Text:
* * * * * * *

Gavin Williamson, the education secretary, is facing growing pressure over the schools fiasco and has been forced into a partial climbdown over this month’s vocational BTec exams.
As Williamson prepared to face MPs in the Commons on Wednesday, college leaders and city mayors expressed disbelief that vocational and technical exams were going ahead despite a national lockdown and cancellation of all GCSEs and A-levels in the summer.
The Conservative chair of the Commons education committee, Robert Halfon, denounced the government’s handling of schools as “a huge shambles”, and former Ofsted chief, Sir Michael Wilshaw, added his voice to those criticising the minister, suggesting he should now resign because of his failings.
Speaking on BBC Radio 4’s World at One, Wilshaw said the education secretary had got a lot of things wrong and should take responsibility for his actions. “He gets other people to resign – permanent secretaries and the head of Ofqual. He has got to take final accountability for what has gone on.”
The latest row to engulf Williamson involved a decision to allow BTec exams for vocational and technical qualifications to go ahead this month, even as schools and colleges were closing their doors to the majority of students and moving studies online as part of a national effort to slow the spread of the new variant of the virus.
After calls from college leaders, Labour and the mayors of Liverpool and Greater Manchester to cancel the exams, the Department for Education (DfE) issued a statement on Tuesday evening offering colleges flexibility to decide for themselves.

* * * * * * *

Data extract:

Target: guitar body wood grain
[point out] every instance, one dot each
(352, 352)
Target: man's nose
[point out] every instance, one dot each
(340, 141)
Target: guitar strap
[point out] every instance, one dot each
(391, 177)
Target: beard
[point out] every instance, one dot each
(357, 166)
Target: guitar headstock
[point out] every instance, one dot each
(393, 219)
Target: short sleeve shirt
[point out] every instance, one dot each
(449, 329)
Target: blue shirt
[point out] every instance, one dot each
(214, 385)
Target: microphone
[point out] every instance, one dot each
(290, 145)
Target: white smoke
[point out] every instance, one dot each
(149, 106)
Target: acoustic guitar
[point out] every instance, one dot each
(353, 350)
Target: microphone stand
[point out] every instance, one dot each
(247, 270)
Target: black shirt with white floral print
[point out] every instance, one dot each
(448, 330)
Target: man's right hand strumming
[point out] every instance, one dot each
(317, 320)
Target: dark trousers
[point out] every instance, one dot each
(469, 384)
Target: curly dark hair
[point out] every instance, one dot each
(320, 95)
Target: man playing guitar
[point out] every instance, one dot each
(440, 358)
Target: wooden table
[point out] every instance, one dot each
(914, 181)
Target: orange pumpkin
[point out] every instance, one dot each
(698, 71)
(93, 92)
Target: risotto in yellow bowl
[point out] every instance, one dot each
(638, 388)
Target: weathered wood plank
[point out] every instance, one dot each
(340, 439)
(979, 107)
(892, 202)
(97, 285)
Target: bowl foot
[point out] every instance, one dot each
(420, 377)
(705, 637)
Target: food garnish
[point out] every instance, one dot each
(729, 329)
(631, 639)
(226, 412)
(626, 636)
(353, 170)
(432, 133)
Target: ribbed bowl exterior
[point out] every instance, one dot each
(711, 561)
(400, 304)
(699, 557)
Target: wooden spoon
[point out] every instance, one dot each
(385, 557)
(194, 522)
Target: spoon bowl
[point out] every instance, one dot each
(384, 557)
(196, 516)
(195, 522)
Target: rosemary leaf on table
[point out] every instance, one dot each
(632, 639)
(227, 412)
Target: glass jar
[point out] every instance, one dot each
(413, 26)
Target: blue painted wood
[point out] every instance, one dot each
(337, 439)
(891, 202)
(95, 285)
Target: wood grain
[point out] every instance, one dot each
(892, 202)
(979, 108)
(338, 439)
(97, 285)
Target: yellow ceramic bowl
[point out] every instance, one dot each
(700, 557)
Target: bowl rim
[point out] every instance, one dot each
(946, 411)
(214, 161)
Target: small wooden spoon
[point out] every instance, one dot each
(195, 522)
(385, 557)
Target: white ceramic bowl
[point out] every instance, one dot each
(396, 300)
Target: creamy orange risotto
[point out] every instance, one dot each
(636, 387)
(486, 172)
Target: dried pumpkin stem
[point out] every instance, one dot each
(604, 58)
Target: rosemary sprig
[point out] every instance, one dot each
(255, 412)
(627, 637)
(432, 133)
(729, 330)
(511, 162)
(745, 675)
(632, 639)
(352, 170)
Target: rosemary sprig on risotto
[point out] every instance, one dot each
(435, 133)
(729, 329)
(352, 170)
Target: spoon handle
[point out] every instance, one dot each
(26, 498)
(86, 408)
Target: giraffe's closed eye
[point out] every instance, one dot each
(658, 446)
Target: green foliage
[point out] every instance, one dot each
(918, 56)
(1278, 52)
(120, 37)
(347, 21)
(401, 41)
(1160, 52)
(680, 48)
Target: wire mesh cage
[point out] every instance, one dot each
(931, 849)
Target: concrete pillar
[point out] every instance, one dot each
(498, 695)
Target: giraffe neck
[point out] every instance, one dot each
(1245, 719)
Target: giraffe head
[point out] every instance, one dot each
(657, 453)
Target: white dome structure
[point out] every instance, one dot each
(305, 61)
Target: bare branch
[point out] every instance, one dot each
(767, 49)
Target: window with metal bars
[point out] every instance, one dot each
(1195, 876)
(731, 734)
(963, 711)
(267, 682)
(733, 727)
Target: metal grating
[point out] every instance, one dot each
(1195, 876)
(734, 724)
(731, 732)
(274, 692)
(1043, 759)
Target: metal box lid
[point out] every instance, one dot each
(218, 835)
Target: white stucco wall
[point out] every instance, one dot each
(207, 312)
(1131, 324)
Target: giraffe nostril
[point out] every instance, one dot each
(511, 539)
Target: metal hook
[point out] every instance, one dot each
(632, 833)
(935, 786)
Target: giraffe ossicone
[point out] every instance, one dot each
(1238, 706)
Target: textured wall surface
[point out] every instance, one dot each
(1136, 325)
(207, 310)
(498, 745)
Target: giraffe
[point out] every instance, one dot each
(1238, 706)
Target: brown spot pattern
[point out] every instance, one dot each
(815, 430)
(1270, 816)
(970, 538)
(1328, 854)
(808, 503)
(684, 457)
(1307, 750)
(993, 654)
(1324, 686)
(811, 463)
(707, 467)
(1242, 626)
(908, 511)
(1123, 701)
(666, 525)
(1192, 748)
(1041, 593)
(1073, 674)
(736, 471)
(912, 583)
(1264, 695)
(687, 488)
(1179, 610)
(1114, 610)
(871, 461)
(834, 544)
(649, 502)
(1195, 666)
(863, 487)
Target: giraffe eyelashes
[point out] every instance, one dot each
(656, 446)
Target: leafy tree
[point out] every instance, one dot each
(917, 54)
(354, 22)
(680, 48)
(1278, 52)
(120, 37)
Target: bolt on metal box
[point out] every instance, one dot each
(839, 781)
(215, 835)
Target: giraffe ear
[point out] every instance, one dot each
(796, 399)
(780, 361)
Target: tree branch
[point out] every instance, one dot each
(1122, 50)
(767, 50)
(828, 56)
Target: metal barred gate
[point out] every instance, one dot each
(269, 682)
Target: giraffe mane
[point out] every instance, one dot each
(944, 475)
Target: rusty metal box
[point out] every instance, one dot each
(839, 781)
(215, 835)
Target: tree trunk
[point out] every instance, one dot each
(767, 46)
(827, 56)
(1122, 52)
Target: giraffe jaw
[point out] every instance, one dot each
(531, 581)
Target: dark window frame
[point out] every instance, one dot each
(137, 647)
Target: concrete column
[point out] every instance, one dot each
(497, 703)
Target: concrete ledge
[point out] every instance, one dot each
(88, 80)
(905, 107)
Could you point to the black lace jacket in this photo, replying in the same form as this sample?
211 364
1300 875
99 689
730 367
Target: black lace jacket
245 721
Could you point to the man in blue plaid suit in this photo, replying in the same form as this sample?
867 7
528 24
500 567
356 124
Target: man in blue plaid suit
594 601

* * * * * * *

Prompt: Can you give the passage of the education-secretary text above again, starting with "Gavin Williamson, the" and going on through "of his failings.", but change every "Commons" to "House of Commons"?

Answer area:
Gavin Williamson, the education secretary, is facing growing pressure over the schools fiasco and has been forced into a partial climbdown over this month’s vocational BTec exams.
As Williamson prepared to face MPs in the House of Commons on Wednesday, college leaders and city mayors expressed disbelief that vocational and technical exams were going ahead despite a national lockdown and cancellation of all GCSEs and A-levels in the summer.
The Conservative chair of the House of Commons education committee, Robert Halfon, denounced the government’s handling of schools as “a huge shambles”, and former Ofsted chief, Sir Michael Wilshaw, added his voice to those criticising the minister, suggesting he should now resign because of his failings.